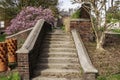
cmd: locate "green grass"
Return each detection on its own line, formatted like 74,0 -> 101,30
111,29 -> 120,33
0,72 -> 21,80
0,34 -> 6,42
97,74 -> 120,80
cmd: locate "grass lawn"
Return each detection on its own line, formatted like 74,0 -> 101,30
0,34 -> 6,42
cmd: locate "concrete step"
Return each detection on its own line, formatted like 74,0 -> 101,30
44,38 -> 72,41
42,43 -> 75,48
39,57 -> 79,63
45,35 -> 71,38
32,76 -> 82,80
39,52 -> 77,58
42,48 -> 76,53
43,40 -> 74,45
35,69 -> 81,78
36,63 -> 80,70
46,32 -> 67,36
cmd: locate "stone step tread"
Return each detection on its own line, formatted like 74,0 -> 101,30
43,40 -> 74,45
32,76 -> 82,80
42,44 -> 75,48
39,52 -> 78,57
40,57 -> 78,60
46,32 -> 67,35
40,52 -> 77,55
44,37 -> 73,41
36,68 -> 80,74
42,47 -> 76,51
34,68 -> 82,78
45,35 -> 72,38
37,63 -> 80,67
38,57 -> 79,63
36,63 -> 81,69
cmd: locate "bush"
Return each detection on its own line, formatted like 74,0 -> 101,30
71,9 -> 80,19
6,6 -> 54,34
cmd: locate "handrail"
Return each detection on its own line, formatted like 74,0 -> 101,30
71,29 -> 98,73
16,19 -> 45,53
6,27 -> 33,39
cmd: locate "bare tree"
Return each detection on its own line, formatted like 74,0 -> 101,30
73,0 -> 117,50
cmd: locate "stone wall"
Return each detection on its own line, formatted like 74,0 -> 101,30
6,27 -> 33,49
70,19 -> 92,41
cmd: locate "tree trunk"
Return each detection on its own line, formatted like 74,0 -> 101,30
96,32 -> 105,50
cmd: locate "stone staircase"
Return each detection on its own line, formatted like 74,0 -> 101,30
32,30 -> 82,80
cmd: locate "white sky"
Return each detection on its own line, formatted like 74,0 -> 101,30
59,0 -> 80,11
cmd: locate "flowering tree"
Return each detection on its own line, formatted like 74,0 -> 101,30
6,6 -> 54,34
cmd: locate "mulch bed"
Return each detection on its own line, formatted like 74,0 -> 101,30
84,37 -> 120,76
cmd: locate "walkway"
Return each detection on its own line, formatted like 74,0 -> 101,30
32,30 -> 82,80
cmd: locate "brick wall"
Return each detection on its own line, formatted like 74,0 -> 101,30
6,28 -> 32,49
17,22 -> 51,80
70,19 -> 92,41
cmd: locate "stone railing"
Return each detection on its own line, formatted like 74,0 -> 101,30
16,19 -> 51,80
71,29 -> 98,80
6,27 -> 33,49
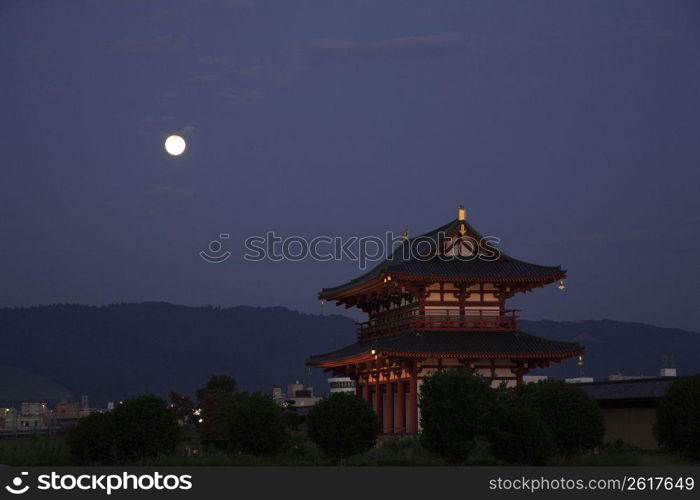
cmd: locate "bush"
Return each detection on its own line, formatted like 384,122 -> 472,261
228,392 -> 289,455
108,394 -> 179,461
518,381 -> 605,456
347,436 -> 445,466
420,369 -> 498,462
489,397 -> 557,465
654,376 -> 700,460
68,413 -> 117,465
307,392 -> 379,459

▸ **DIRECTION**:
Identify each line of the records that contains the string "stone", and copy those lines.

▸ **SOLUTION TO THE PROBLEM**:
cmd: locate "stone step tread"
cmd: locate "stone wall"
cmd: locate "stone staircase"
cmd: locate "stone railing"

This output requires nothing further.